What this task involves →
Return, word for word, the lines of the listing below, beginning at the line that contains "TARGET = woman in dark coat" and stopping after the final line of the listing.

Supplied information →
—————

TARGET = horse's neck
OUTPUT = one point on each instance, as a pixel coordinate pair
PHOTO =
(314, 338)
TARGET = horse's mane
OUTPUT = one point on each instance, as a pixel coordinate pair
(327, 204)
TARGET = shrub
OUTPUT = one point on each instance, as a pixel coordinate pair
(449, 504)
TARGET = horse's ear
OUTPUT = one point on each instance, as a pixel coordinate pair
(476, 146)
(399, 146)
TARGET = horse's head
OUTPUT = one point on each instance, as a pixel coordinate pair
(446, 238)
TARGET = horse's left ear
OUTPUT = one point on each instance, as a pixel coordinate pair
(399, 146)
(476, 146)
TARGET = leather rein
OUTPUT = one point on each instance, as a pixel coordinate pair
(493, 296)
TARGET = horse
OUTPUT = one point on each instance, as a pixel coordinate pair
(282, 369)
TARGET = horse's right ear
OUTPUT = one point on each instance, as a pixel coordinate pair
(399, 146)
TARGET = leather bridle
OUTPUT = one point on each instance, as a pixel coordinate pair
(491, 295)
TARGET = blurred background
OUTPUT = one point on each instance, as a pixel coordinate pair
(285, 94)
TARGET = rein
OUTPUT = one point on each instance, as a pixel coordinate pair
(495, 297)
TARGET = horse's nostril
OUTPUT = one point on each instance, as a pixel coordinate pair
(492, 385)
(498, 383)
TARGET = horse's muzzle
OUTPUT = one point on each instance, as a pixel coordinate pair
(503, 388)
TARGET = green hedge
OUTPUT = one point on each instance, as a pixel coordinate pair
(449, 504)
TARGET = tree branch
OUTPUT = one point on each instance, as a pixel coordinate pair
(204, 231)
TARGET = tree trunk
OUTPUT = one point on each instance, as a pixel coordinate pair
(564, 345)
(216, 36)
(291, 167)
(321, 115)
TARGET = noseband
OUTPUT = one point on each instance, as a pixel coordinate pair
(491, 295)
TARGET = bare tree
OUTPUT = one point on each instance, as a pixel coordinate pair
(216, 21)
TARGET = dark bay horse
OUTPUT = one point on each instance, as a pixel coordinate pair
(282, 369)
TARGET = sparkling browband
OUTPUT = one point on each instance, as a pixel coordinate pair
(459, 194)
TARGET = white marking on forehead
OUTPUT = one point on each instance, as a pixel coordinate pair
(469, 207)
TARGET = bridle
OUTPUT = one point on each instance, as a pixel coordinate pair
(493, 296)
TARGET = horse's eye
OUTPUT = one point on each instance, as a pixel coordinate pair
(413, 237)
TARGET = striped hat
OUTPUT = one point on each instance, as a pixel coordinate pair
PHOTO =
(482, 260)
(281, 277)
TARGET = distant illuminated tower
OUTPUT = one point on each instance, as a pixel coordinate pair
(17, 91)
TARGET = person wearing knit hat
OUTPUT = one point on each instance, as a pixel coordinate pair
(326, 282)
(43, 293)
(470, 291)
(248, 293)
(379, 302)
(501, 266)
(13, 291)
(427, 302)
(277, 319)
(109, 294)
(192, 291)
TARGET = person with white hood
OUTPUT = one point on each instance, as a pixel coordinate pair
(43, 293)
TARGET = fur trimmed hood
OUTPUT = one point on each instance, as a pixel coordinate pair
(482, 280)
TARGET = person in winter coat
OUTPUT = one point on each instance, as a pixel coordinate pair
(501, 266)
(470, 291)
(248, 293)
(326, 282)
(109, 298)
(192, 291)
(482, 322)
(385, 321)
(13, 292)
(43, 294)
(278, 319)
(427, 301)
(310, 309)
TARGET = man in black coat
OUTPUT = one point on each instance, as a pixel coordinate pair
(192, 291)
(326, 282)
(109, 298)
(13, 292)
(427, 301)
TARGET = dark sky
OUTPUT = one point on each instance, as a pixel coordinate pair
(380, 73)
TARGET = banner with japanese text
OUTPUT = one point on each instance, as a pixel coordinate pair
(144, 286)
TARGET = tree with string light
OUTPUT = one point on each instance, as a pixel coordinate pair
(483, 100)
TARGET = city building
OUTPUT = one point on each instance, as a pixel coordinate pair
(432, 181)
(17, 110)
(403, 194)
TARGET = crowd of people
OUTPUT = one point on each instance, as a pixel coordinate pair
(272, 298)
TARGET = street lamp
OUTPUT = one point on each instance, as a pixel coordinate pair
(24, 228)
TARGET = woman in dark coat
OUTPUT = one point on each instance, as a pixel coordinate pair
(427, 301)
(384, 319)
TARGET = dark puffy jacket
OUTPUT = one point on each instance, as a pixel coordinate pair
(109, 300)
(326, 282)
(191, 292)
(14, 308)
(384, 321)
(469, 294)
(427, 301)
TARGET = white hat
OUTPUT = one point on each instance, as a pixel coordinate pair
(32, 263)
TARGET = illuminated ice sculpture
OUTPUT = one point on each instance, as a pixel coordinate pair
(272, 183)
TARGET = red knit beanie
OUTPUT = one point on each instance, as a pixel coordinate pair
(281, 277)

—————

Answer to the problem →
TARGET = woman in dark coat
OUTPUT = one point on each instance, as a pixel coordinate pair
(427, 301)
(384, 319)
TARGET = dark puffy jacket
OUTPUT = one point on each instance, as a pixel coordinate pair
(109, 300)
(326, 282)
(191, 292)
(14, 308)
(384, 321)
(469, 294)
(427, 301)
TARGET = white hat
OUTPUT = one point on each instance, as a pixel coordinate pair
(32, 263)
TARGET = illuminated ice sculpture
OUTPUT = one point on each instance, as a pixel coordinate pair
(272, 183)
TARGET = red knit beanie
OUTPUT = one point on each instance, as a pixel coordinate pair
(281, 277)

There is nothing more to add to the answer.